• Exercise brief: Please count how many of the rows below contain the word "every" with its case matched exactly, and give only that number.

• Extracted entries:
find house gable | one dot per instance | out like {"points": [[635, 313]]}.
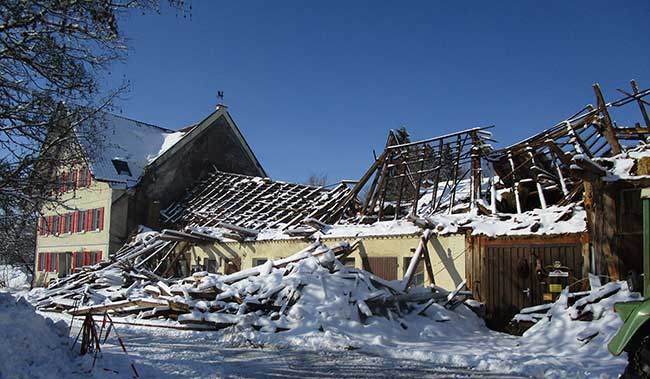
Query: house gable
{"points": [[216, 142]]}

---

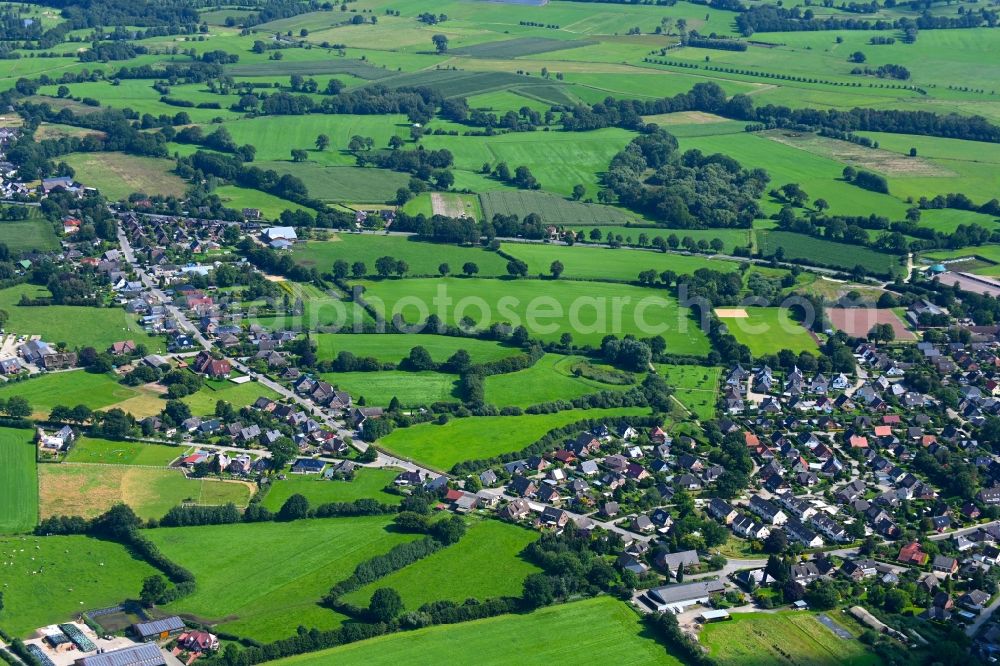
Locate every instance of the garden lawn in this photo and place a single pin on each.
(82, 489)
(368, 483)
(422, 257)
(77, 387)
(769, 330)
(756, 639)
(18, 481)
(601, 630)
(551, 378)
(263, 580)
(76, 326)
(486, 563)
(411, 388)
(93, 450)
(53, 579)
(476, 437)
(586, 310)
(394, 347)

---

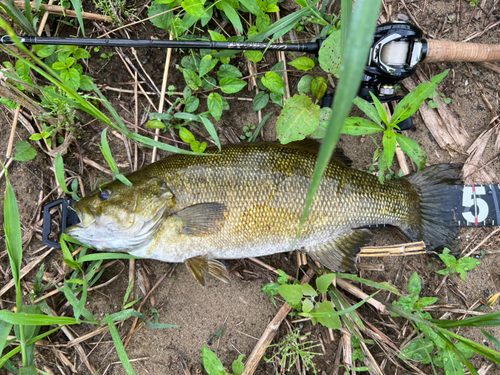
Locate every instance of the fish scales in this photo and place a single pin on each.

• Correct response: 2